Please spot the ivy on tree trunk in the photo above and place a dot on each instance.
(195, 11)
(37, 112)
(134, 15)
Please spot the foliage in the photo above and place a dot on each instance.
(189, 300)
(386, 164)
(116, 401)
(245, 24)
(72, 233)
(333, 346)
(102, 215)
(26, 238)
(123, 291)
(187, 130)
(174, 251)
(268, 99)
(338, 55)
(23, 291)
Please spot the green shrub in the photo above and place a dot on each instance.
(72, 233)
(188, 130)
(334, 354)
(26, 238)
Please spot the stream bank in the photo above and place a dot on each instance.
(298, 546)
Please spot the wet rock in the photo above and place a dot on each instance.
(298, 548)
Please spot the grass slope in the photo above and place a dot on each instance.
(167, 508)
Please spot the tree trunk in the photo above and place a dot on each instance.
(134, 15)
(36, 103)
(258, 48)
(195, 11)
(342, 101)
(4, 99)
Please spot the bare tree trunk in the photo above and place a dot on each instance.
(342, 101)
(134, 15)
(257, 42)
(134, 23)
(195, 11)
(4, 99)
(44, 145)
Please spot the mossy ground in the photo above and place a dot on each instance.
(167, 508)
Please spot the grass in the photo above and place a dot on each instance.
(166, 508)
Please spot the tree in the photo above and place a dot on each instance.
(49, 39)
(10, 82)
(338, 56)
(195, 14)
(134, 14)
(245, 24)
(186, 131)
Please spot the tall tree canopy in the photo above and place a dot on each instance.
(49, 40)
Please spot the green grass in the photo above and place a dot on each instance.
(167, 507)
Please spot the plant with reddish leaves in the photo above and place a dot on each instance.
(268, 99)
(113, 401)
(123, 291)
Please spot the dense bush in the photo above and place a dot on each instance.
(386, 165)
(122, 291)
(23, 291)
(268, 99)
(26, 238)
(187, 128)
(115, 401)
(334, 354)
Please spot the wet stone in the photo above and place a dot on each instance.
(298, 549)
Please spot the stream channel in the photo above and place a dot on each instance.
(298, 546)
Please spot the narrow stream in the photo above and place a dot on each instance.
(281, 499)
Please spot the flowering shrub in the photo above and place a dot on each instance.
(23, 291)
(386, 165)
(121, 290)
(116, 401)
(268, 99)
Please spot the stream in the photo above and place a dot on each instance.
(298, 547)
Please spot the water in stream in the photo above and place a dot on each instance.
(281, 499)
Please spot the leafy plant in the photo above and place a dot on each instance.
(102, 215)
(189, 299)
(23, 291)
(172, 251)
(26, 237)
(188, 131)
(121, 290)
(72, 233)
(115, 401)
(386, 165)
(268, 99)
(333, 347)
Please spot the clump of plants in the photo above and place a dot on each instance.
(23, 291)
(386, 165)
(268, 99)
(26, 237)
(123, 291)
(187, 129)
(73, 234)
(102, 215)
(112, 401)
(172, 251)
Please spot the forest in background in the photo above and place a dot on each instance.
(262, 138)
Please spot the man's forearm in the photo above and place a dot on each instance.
-- -- --
Task objective:
Give again only the lines of the material above that run from the one with "Please spot the green grass" through the end, both included, exactly as they appear.

Full response:
Please spot the green grass in the photo above and place a dot on each instance.
(167, 507)
Please spot the plant with reddish leaves in the photo above and place a dot on each instance.
(268, 99)
(113, 401)
(123, 291)
Please spot the dense bush in the photo above and place a dot on each instance.
(386, 165)
(122, 291)
(23, 291)
(268, 99)
(26, 238)
(187, 128)
(115, 401)
(334, 354)
Please spot the wet stone in the photo above and place a dot on each instance.
(298, 549)
Please spot the stream channel in the photo above and place a dot on each instance.
(298, 546)
Please spot the narrow stream in the photo above and place a dot on each instance.
(281, 499)
Please spot the flowering shrub in the photo above and place a dot on each instance.
(23, 291)
(386, 165)
(121, 290)
(116, 401)
(268, 99)
Please spot the stream in the photo above and place a dot on each instance.
(298, 547)
Please spot the water in stream in the photo above and place a dot on each instance.
(281, 499)
Please spot the leafy plant in the photo above and place a dot on each instance.
(102, 215)
(189, 299)
(23, 291)
(172, 251)
(26, 237)
(188, 131)
(121, 290)
(72, 233)
(115, 401)
(386, 165)
(268, 99)
(333, 347)
Please spot the clump of plants in the photo above and place a dot on each instance.
(23, 291)
(386, 165)
(268, 99)
(26, 237)
(123, 291)
(187, 129)
(73, 234)
(102, 215)
(112, 401)
(172, 251)
Please spot the forest in background in the photo above and place a dot on each instance.
(262, 138)
Please spot the man's forearm in the photo above and place a dot on each instance.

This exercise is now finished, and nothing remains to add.